SELECTED EXTRACT -
Barbara Gregorich is the author of the new novel Exit Velocity. Her many other books include the young adult novel The F Words.
Q: What inspired you to write Exit Velocity, and how did you create your character Rowan?
A: I was inspired to write Exit Velocity by two aspects of my background. First, I am from the working class: my father was a steelworker. Second, I am a long-time socialist who was very active in the social justice movements of the ‘60s.
I often say jokingly that in my writing life I’ve moved from baseball to mystery to social justice —all of which matter.
In short, I have moved to writing social-justice themed novels such as The F Words and Exit Velocity because the lack of social justice in our society impacts our lives profoundly: our health, our welfare, our environment, our possibilities.
Also, as we know, fiction has often inspired people to correct wrongs and to fight for a better world. I want to contribute to that tradition.
I’ve created my fictional characters in different ways. For my very first novel, She’s on First, I created Linda Sunshine by imagining myself in her position. That’s because I always wanted to be a baseball player, and in the novel Linda is a baseball player.

SOURCE EXCERPT -

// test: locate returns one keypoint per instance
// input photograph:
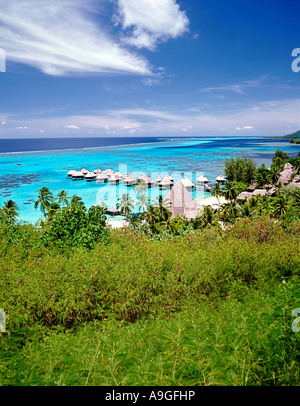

PROBLEM SET -
1: In the interview about the novel Exit Velocity, what was the author's father's job?
2: Continue the interview about the novel Exit Velocity from its last sentence.

RESPONSES IN ORDER -
1: He was a steelworker.

2:
Cole Renner, the 15-year-old high schooler in my YA novel, The F Words, was created as a composite of the hundreds of teens I observed while on political marches and demonstrations, such as ones for immigrant rights.
One of the things I did while beginning to chisel in Cole’s particular features was that I made his parents politically conscious fighters for working-class rights. This meant that Cole would have a different background from a lot of his classmates because, really, few people even use the term working class.
Today Shawn Fain and the UAW are starting to change that: Fain frequently and joyfully talks about the working class.
When it came to creating Rowan Pickett, the protagonist in Exit Velocity, I observed young working-class women wherever I saw them in Chicago. I particularly observed their manner of dressing and their hair styles. Knowing what Rowan looked like physically and what she wore helped me a lot: the outside was a reflection of the inside.
As with Cole Renner, I gave Rowan socialist parents and friends. I did this, as with Cole, in order to help explain what she fights for and why. Because Rowan is an adult, she has already made choices about what she wants and needs in life.
But the main thing I did in creating Rowan was that I looked at the dark side of existence . . . something I’m not naturally inclined to do. I did this so that in addition to being a fighter for social justice, Rowan is also a victim of both the gross inequalities under capitalism and the violence that permeates our society.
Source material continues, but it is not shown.